*Teks yang Ditampilkan*
Menakar Kontribusi Pendidikan Islam, Akses Pendidikan dan Mutu, Relevansi, serta Daya Saing Pendidikan
Menakar Kontribusi Pendidikan Islam
Eksistensi dan kontribusi pendidikan Islam dalam proses pendidikan dan pembangunan Indonesia sesungguhnya bukanlah hal yang sama sekali baru. Lembaga-lembaga pendidikan Islam, khususnya Pondok Pesantren dan Madrasah, telah berkiprah dalam upaya-upaya pencerdasan masyarakat bahkan jauh sebelum era kemerdekaan.
Namun begitu, dinamika lingkungan yang berlangsung sangat cepat telah memunculkan banyak tantangan baru bagi dunia pendidikan Indonesia. Selain masalah "klasik"seputar kualitas sumber daya manusia (SDM) Indonesia yang terpuruk dalam era globalisasi, maraknya korupsi, memudarnya semangat kebhinekaan, berkembangnya budaya kekerasan, dan degradasi kualitas lingkungan adalah beberapa masalah kontemporer yang menuntut respons dari dunia pendidikan Indonesia, termasuk pendidikan Islam.
Rendahnya kualitas SDM Indonesia di tengah kompetisi global adalah masalah utama yang dihadapi bangsa Indonesia dewasa ini. Laporan United Nations Development Program (UNDP) Tahun 2014 menyebutkan bahwa Indonesia, pada tahun 2013, memperoleh skor 0,684 dalam Indeks Pembangunan Manusia (Human Development Index, HDI). Skor HDI Indonesia lebih tinggi dibandingkan Filipina (0,660), Vietnam (0,638), Laos (0.569), dan Myanmar (0,524), namun lebih rendah dibandingkan Singapura (0,901), Malaysia (0,769), dan Thailand (0,722). Sungguhpun skor HDI menunjukkan peningkatan yang sangat pesat dalam beberapa puluh tahun terakhir, kualitas SDM Indonesia masih tergolong rendah pada tataran global, karena berada pada peringkat ke-108 dari 187 negara di dunia.

*Kumpulan Daftar*
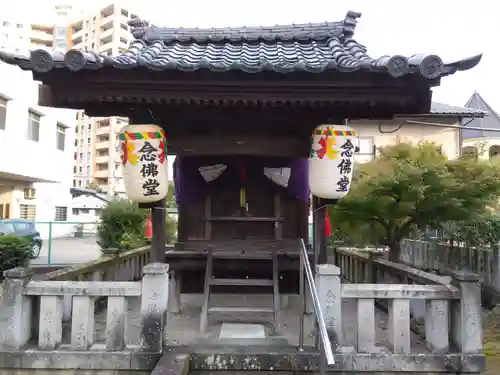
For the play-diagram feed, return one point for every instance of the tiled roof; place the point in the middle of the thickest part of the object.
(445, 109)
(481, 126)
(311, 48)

--

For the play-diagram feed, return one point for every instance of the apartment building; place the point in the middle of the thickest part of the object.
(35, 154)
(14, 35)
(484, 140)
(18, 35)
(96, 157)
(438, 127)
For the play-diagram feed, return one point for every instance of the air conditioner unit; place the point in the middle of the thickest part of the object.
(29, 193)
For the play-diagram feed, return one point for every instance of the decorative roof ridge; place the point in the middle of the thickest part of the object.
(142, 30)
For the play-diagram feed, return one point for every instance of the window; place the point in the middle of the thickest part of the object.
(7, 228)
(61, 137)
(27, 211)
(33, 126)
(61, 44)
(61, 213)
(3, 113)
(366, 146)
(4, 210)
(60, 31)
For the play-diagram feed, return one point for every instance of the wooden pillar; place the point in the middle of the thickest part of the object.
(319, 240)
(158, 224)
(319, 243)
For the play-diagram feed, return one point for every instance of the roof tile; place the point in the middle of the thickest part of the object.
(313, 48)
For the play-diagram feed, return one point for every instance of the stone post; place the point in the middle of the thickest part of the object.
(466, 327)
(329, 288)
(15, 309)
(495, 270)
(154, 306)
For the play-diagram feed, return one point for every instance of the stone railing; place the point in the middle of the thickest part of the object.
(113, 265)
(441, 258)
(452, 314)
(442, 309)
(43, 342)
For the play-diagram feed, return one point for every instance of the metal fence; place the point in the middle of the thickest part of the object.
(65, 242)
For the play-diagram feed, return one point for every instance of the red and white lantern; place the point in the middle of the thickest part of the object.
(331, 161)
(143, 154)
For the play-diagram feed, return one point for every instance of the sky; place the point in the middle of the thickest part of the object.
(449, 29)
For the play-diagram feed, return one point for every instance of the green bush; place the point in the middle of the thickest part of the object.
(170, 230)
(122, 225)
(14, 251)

*Tantangan*
1 > Tuliskan kembali bagian artikel tentang pendidikan Islam di atas, antara "Namun begitu, dinamika" dan "termasuk pendidikan Islam.", termasuk kedua bagian itu.
2 > Sebutkan semua negara yang skor HDI-nya lebih rendah daripada Indonesia menurut artikel tentang pendidikan Islam di atas.
3 > Teruskan artikel tentang pendidikan Islam di atas, mulai dari sesudah kalimat terakhirnya.

*Kumpulan Jawaban*
1 >
Namun begitu, dinamika lingkungan yang berlangsung sangat cepat telah memunculkan banyak tantangan baru bagi dunia pendidikan Indonesia. Selain masalah "klasik"seputar kualitas sumber daya manusia (SDM) Indonesia yang terpuruk dalam era globalisasi, maraknya korupsi, memudarnya semangat kebhinekaan, berkembangnya budaya kekerasan, dan degradasi kualitas lingkungan adalah beberapa masalah kontemporer yang menuntut respons dari dunia pendidikan Indonesia, termasuk pendidikan Islam.

2 > Filipina, Vietnam, Laos, Myanmar

3 >
Akses Pendidikan
Akar masalah dalam kualitas SDM Indonesia terletak terutama pada ketimpangan akses terhadap pendidikan. Jumlah penduduk yang sangat besar dan terdistribusi secara tidak merata secara geografis mengakibatkan ketidakmerataan akses masyarakat untuk mendapatkan layanan pendidikan yang berkualitas. Tantangan yang dihadapi pendidikan Islam dalam hal ini ialah bagaimana mewujudkan layanan pendidikan yang terjangkau oleh segala lapisan masyarakat di seluruh wilayah Indonesia. Indikator keberhasilan pembangunan pendidikan Islam adalah peningkatan partisipasi pendidikan penduduk usia sekolah pada berbagai jenjang, yang diukur antara lain dalam bentuk Angka Partisipasi Kasar (APK) dan Angka Partisipasi Murni (APM). Sementara APK adalah persentase siswa satuan pendidikan terhadap jumlah penduduk usia sekolah pada suatu tingkatan, APM adalah persentase siswa satuan pendidikan pada usia sekolah tertentu terhadap jumlah penduduk usia sekolah pada suatu tingkatan.
Untuk meningkatkan akses masyarakat terhadap layanan pendidikan, Direktorat Jenderal (Ditjen) Pendidikan Islam, sebagai unit pelaksana pembangunan pendidikan pada Kementerian Agama, secara konsisten meningkatkan kapasitas daya tampung pendidikan Islam di berbagai wilayah, baik melalui pembangunan unit satuan pendidikan baru maupun merehabilitasi bangunan dan prasarana pendidikan yang rusak. Dampak dari implementasi kebijakan ini tampak pada meningkatnya kontribusi APK dan APM satuan pendidikan Islam, sebagaimana dilaporkan dalam publikasi Kementerian Pendidikan dan Kebudayaan Tahun 2012/2013,APK/APM SD,SMP,SM, dan PT (Termasuk Madrasah dan Sederajat) Tahun 2012/2013.
Pada tingkat pendidikan anak usia dini (PAUD), satuan pendidikan Islam Raudhatul Athfal (RA) menyerap peserta didik sebanyak 1.074.131 dari total 18.520.685 anak usia 0-6 tahun di seluruh wilayah Indonesia. Dengan demikian, RA menyumbang APK sebesar 5,79% dari totalAPK PAUD sebesar 63,01% secara nasional.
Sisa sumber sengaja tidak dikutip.